Here are some records; return them all exactly.

|---|

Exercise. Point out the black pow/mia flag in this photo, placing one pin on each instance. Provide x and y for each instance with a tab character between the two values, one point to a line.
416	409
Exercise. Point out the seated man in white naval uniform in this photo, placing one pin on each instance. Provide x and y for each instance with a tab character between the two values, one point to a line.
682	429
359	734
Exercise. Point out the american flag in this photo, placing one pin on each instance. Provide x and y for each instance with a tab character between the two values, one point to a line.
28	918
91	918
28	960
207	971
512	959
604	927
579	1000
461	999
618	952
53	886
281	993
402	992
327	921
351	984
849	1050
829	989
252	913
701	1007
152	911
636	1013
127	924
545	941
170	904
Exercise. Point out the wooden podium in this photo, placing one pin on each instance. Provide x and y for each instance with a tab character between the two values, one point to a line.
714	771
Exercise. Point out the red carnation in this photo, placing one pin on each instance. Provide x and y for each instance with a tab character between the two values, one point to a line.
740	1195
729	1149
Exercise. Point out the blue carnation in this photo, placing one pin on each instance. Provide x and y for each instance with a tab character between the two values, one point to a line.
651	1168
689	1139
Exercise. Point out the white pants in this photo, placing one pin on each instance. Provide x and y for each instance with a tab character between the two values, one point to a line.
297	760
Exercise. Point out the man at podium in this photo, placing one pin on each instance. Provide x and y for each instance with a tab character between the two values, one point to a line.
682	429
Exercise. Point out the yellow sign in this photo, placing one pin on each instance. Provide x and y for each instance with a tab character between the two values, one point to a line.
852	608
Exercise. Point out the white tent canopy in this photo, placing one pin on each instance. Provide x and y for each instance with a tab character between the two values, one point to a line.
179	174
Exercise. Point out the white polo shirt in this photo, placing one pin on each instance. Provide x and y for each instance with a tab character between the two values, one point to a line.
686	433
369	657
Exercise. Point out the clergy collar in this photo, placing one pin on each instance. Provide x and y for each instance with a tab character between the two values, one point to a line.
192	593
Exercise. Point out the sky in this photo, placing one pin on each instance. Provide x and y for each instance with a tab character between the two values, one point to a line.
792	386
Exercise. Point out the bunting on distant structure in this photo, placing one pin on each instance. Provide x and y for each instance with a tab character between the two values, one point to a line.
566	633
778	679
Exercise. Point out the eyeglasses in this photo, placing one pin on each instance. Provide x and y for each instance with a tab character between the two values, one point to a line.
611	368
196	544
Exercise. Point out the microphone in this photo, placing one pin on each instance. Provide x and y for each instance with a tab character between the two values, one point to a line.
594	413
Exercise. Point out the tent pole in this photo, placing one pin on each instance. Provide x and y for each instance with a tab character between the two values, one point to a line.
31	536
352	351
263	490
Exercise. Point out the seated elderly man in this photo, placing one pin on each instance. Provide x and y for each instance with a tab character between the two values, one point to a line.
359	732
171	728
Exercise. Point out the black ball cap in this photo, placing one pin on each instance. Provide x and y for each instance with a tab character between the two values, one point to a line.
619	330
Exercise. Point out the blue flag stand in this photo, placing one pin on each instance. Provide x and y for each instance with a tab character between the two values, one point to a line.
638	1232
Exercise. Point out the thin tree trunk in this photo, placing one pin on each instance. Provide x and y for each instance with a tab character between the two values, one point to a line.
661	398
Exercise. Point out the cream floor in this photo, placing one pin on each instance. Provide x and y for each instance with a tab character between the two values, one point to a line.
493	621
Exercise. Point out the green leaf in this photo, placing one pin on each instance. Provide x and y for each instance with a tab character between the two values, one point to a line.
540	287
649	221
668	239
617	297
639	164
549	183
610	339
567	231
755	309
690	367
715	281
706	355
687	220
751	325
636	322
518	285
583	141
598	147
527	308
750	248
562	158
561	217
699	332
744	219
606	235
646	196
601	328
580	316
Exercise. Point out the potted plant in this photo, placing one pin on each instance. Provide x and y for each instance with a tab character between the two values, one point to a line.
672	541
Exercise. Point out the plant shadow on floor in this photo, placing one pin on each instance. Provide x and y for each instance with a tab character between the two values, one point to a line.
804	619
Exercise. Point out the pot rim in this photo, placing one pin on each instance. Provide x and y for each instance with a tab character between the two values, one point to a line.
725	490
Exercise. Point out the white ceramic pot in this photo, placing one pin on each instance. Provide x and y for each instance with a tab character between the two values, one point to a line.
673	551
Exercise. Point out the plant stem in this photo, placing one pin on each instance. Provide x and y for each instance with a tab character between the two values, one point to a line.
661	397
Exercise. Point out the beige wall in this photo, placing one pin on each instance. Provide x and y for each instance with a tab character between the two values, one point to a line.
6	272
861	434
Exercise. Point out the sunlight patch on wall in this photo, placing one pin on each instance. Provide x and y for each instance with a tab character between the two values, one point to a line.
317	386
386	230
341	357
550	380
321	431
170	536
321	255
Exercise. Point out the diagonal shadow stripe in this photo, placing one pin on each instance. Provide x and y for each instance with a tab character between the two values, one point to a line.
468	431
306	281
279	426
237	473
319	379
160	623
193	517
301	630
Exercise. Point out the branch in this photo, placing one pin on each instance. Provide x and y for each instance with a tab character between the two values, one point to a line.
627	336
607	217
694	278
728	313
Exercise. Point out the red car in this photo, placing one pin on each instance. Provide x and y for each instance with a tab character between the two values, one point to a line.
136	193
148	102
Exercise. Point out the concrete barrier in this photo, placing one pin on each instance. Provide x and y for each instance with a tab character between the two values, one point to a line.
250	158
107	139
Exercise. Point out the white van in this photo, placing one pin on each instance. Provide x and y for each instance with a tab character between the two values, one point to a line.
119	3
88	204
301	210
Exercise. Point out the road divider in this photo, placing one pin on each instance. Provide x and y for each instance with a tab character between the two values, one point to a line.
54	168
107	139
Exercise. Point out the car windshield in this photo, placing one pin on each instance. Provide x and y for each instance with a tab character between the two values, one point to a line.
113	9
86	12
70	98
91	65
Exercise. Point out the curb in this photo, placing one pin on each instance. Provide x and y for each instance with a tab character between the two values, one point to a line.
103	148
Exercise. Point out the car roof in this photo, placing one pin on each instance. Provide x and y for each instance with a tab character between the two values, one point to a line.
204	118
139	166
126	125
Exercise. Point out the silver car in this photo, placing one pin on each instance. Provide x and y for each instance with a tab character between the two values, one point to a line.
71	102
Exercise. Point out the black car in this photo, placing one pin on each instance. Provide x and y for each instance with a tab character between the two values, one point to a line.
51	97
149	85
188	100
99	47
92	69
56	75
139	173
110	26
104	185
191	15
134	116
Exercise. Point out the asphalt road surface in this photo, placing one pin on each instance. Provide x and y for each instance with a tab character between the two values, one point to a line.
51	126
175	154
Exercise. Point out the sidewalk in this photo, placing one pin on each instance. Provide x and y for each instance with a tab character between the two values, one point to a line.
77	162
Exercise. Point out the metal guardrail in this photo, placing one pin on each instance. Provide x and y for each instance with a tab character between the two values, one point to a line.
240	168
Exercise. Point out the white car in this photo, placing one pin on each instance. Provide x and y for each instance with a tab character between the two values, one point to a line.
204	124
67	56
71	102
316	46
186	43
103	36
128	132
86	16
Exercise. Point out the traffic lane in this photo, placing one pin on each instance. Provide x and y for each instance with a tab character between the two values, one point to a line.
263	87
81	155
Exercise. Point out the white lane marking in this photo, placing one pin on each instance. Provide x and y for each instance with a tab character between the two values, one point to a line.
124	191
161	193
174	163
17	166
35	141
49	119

|---|

* ANSWER *
Exercise. Point out the black pow/mia flag in this photo, placing one pin on each instance. Provide x and y for each instance with a tab character between the two values, one point to a line.
416	409
Exercise. Point out the seated man in white naval uniform in this photo, placing one pin on each instance. Provide x and y for each instance with a tab character between the two values, one point to a line.
682	429
359	734
Exercise. Point out the american flag in this photo, placing one pin on each instance. Provide x and y for each instance with a tab character between the two values, one point to a line.
28	918
91	918
28	960
207	971
512	959
604	927
579	1000
461	999
618	952
53	886
281	993
402	992
327	921
351	984
849	1050
829	989
252	913
701	1007
152	911
636	1013
127	924
545	941
170	904
Exercise. Point out the wooden podium in this photo, placing one pin on each instance. Provide x and y for each instance with a tab character between the two values, one point to a line.
714	771
Exercise. Point out the red carnation in this photo, placing one pin on each instance. Provide x and y for each instance with a tab character between the two values, one point to a line.
740	1195
729	1149
Exercise. Point out the blue carnation in this photo, placing one pin on each instance. Provide x and y for each instance with a tab character between the two values, one point to a line.
651	1168
689	1139
Exercise. Point out the white pants in this photo, placing one pin on each instance. Provide x and y for each instance with a tab character between the two values, one point to a line.
297	760
Exercise. Point out the man at podium in this photo, placing one pin on each instance. Provide x and y for each instance with a tab character between the two values, one point to a line.
682	429
Exercise. Point out the yellow sign in this photo, placing one pin on each instance. Provide x and y for each instance with a tab character between the two values, one point to a line.
852	608
Exercise. Point out the white tent canopy in this photo, placing one pin on each instance. Provide x and y for each instance with a tab character between the two values, one point to a line.
179	174
Exercise. Point out the white polo shirt in this photo, placing one pin on each instance. Provide x and y for each instance with a tab character between the two values, one point to a line.
686	433
369	657
Exercise. Point out the clergy collar in this photo, placing one pin on each instance. Provide x and y for each instance with a tab character between the two values, one point to a line.
192	593
Exercise. Point out the sky in this photo, placing one pin on each instance. Provide x and y for each instance with a tab character between the two values, one point to a line.
792	386
Exercise. Point out the bunting on distant structure in this photo, placing one pin on each instance. Provide x and y for each instance with a tab character between the two values, one point to a line.
566	633
778	679
Exercise. Point out the eyeglasses in this photo, placing one pin on each instance. Provide x and y for each instance with a tab character between the two values, one point to a line.
611	368
196	544
Exercise. Point out the microphone in this photo, placing one pin on each instance. Provide x and y for each instance with a tab character between the two values, one point to a line.
594	413
Exercise. Point out the tent pole in this photo, placing one pin on each instance. Provide x and y for each instance with a tab character between the two values, one point to a line.
31	536
352	351
263	490
Exercise. Point out the seated elderly man in this photo, placing one pin on each instance. Provide x and y for each instance with a tab character between the two values, one point to a line.
359	732
171	728
Exercise. Point out the black ball cap in this photo, placing one pin on each instance. Provide x and y for each instance with a tab character between the two values, one point to a line.
619	330
Exercise. Point out the blue flag stand in this photo, placing one pin on each instance. Provide x and y for each instance with a tab character between the two values, one point to a line.
638	1232
Exercise. Point out the thin tree trunk in this photo, placing one pin on each instance. Provide x and y for each instance with a tab character between the two values, one point to a line.
661	398
Exercise. Point out the cream floor in this photo, placing one pin on each instance. Provide x and y for each instance with a tab character between the two values, one point to a line.
493	621
Exercise. Point out the green leaf in this photo, placing one pin on each instance. Provide x and y for each instance with a tab character between the two values, one point to a line.
540	287
649	221
668	239
617	297
639	164
549	183
610	339
567	231
755	309
690	367
715	281
706	355
687	220
751	325
636	322
518	285
583	141
598	147
527	308
750	248
562	158
561	217
699	332
744	219
606	235
646	196
601	328
580	316
Exercise. Point out the potted plant in this photo, placing one pin on each instance. Provide x and y for each instance with a tab character between the two values, one point to a line.
672	541
Exercise. Point out the plant shadow on floor in this photo, placing one pin on each instance. Provide x and y for each instance with a tab character between the two values, one point to a line.
804	619
Exercise. Point out the pot rim in this photo, placing one pin on each instance. Provide x and y for each instance with a tab character between the two values, one point to a line.
725	490
Exercise. Point out the white ceramic pot in this photo, placing one pin on each instance. Provide x and y for each instance with a tab character between the two values, one point to a line.
673	551
Exercise. Point out the plant stem in this photo, placing one pin on each instance. Provide x and y for each instance with a tab character between the two values, one point to a line.
661	397
Exercise. Point out the beige wall in this photo, placing one pin on each instance. Provide x and y for each instance with a tab character between the two values, one point to a line.
6	272
861	434
Exercise. Point out the sunlight patch on wall in this photo, placing one pin on each instance. Provide x and y for each instance with a tab character between the two values, one point to a line.
317	386
386	230
341	357
550	380
321	431
170	536
321	255
Exercise. Point out the diagonal shadow stripe in this photo, placing one pin on each instance. Provide x and y for each instance with a tab character between the two values, one point to a line.
468	431
306	281
279	426
237	473
319	379
160	623
193	517
301	630
Exercise. Point out the branch in this photo, placing one pin on each instance. Provide x and y for each instance with a tab character between the two values, one point to a line.
627	336
607	217
694	278
728	313
Exercise. Point out the red car in this photo, placing one pin on each instance. Provide x and y for each instance with a tab character between the two values, one point to a line.
136	193
148	102
Exercise. Point out the concrete barrier in this photo, placing one pin on each instance. Provide x and y for each instance with a tab character between the two values, one point to a line.
250	158
107	139
Exercise. Point out the white van in this photo, placing one pin on each instance. Provide x and y for each instance with a tab character between the two values, one point to a line.
119	3
88	204
301	210
Exercise. Point out the road divider in this photo, placing one pin on each instance. Provide x and y for each instance with a tab character between the two values, one point to a line.
54	168
107	139
Exercise. Point out the car windshield in this photo, placing one pin on each instance. Provide x and y for each instance with a tab character between the two values, one point to a line.
113	9
86	12
70	98
91	65
Exercise. Point out the curb in this photo, placing one pin on each instance. Provide x and y for each instance with a tab character between the two values, one point to a line.
103	148
Exercise. Point out the car roof in this photo, placing one pin on each instance. Provide x and y for each instance with a tab character between the two values, one point to a line.
204	118
139	166
126	125
Exercise. Point out the silver car in this photo, placing one pin on each instance. Provide x and y for each instance with a tab character between the two values, one point to a line.
71	102
Exercise. Point out the black car in this photo, placing one pin on each instance. Provide x and y for each instance with a tab character between the two values, one point to a line.
51	97
149	85
188	100
99	47
92	69
56	75
139	173
110	26
104	185
191	15
134	116
Exercise. Point out the asphalt road surface in this photo, placing one pin on each instance. Provide x and y for each instance with a tab character between the two values, one point to a line.
51	126
175	154
Exercise. Point out the sidewalk in this photo, placing one pin on each instance. Provide x and y for each instance with a tab character between the two values, one point to a line.
77	162
Exercise. Point out the metal guardrail in this photo, placing one pin on each instance. Provide x and y for each instance with a tab character between the two values, one point to a line.
240	168
Exercise. Point out the white car in this photo, placing one pin on each instance. Provide x and y for each instance with a tab character between the two values, one point to a line.
204	124
67	56
71	102
316	46
186	43
103	36
128	132
86	16
Exercise. Point out the traffic lane in this photo, placing one pin on each instance. Provide x and y for each instance with a tab character between the two values, one point to a line.
263	87
81	155
Exercise. Point out the white lane marking in this photo, placing one pin on each instance. Provide x and y for each instance with a tab character between the two values, one point to a line.
124	191
161	193
174	163
17	166
35	141
49	119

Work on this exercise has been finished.